**Set task a:** Summarize the post on the naturist sense of "textile" in two sentences.

**Text block:**

>> begin

"Chinese overtime" (and "textiled hikers")

Garson O'Toole adsgarsonotoole at GMAIL.COM
Sat Jun 18 04:01:46 UTC 2011


OED has the relevant sense of "textile" with a first citation in 1970:

textile A adj. 3. Naturism. Non-naturist; spec. applied to places,
etc., prohibited to nudists. Cf. B. 3.

1970    Newsweek 25 May 55/2   Its guests follow a daily routine
little different from that of the 'textile tourists'-or non-nudists-in
nearby hotels.

Wikitionary includes definitions for "textile" that attempt to reflect
the sense developed in the naturist community:

textile
Adjective
textile (comparative more textile, superlative most textile)
    (naturism) clothing compulsive.
        A textile beach
Antonyms
    (naturism): clothing optional, nude, naturist
http://en.wiktionary.org/wiki/textile

The following citation in 1969 might be an example of "textile beach"
in the sense outlined above:

Cite: 1969 July 27, Chicago Tribune, Germany's North Sea Coast by H.
P. Koenig, Start Page H5, (Quote Page 9), Chicago, Illinois.
(ProQuest)

Up at Kampen one even can locate a real live, working nudist colony.

>> end

**Set task b:** In the entries, replace "lightning round" with "speed round" across the stretch from the line containing "Quiz show lightning round! Name the bounding box of the bright" through the end of the entries. Give only those lines, with nothing else changed.

**Provided records:**
>> begin

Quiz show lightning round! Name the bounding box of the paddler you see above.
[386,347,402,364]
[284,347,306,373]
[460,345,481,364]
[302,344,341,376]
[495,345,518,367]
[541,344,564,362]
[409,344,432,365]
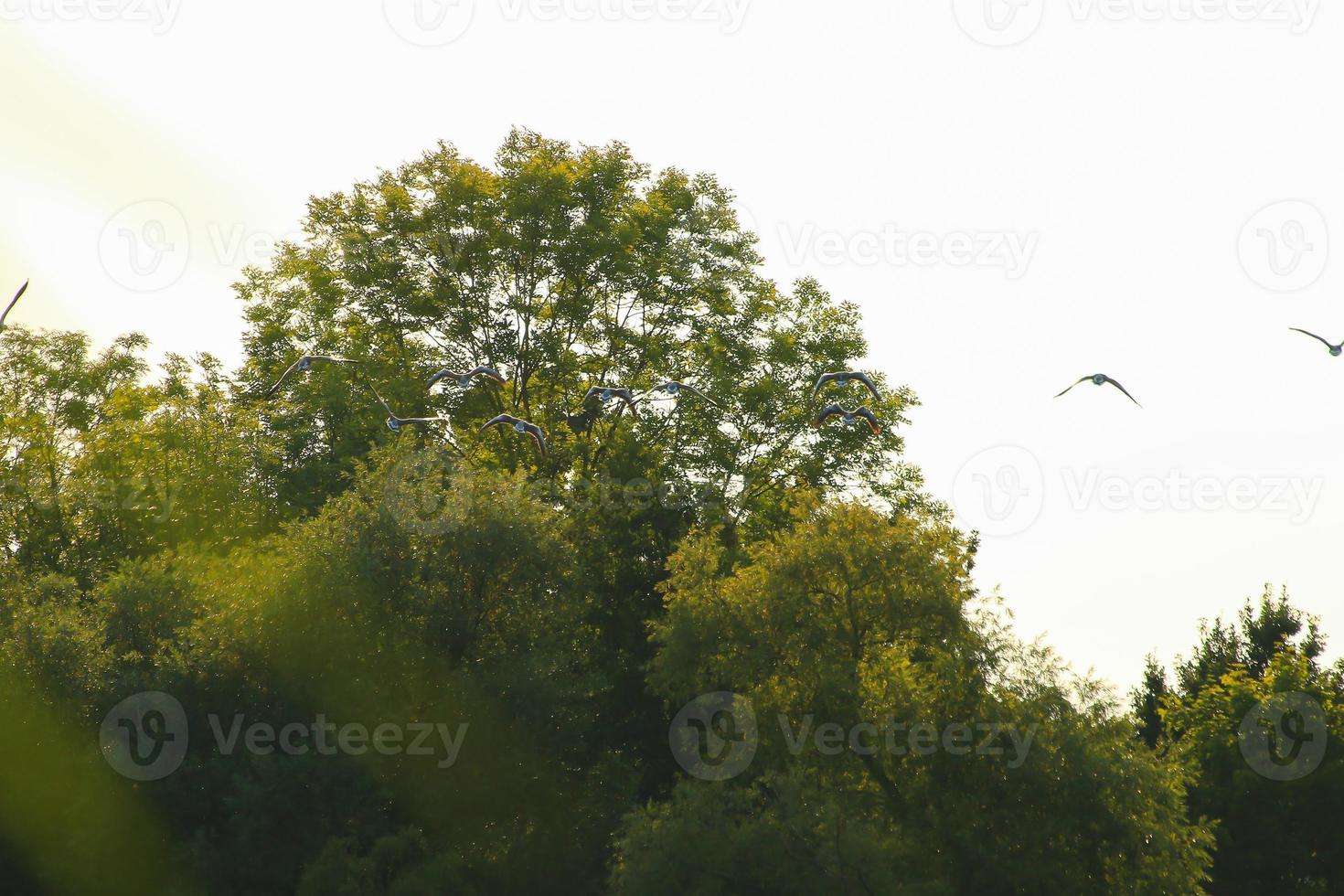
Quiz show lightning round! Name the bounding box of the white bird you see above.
[368,384,453,432]
[481,414,547,458]
[0,283,28,333]
[812,371,881,401]
[1055,373,1143,407]
[583,386,640,416]
[426,367,504,389]
[1289,326,1344,357]
[812,404,881,435]
[266,355,363,398]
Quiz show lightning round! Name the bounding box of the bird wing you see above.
[812,404,844,427]
[853,371,881,401]
[468,366,504,383]
[0,281,31,330]
[1287,326,1335,350]
[368,383,402,421]
[266,357,304,398]
[812,373,840,401]
[1055,376,1092,398]
[1106,376,1143,407]
[853,407,881,435]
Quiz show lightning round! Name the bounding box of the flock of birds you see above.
[0,283,1344,458]
[259,355,881,459]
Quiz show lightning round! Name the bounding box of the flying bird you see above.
[564,409,600,435]
[1285,328,1344,357]
[812,371,881,401]
[0,283,28,332]
[1055,373,1143,407]
[266,355,363,398]
[368,384,452,432]
[481,414,546,458]
[812,404,881,435]
[426,366,504,389]
[583,386,640,416]
[640,380,719,407]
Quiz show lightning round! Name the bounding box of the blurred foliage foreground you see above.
[0,132,1344,896]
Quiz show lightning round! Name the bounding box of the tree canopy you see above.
[0,131,1344,896]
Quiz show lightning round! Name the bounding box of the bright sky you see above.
[0,0,1344,688]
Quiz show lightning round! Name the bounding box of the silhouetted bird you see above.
[812,404,881,435]
[1289,326,1344,357]
[1055,373,1143,407]
[0,283,28,333]
[368,384,452,432]
[583,386,640,416]
[812,371,881,401]
[426,367,504,389]
[640,380,719,407]
[266,355,363,398]
[481,414,546,458]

>> end

**Correct answer a:** The OED gives a naturist sense of "textile" meaning non-naturist, with its first citation from Newsweek in 1970. Wiktionary also defines the naturist sense, as "clothing compulsive" with "A textile beach" as an example, and a 1969 Chicago Tribune citation might be an example of "textile beach" in that sense.

**Correct answer b:**
Quiz show speed round! Name the bounding box of the bright sky you see above.
[0,0,1344,688]
Quiz show speed round! Name the bounding box of the silhouetted bird you see above.
[812,404,881,435]
[1289,326,1344,357]
[1055,373,1143,407]
[0,283,28,333]
[368,384,452,432]
[583,386,640,416]
[812,371,881,401]
[426,367,504,389]
[640,380,719,407]
[266,355,363,398]
[481,414,546,458]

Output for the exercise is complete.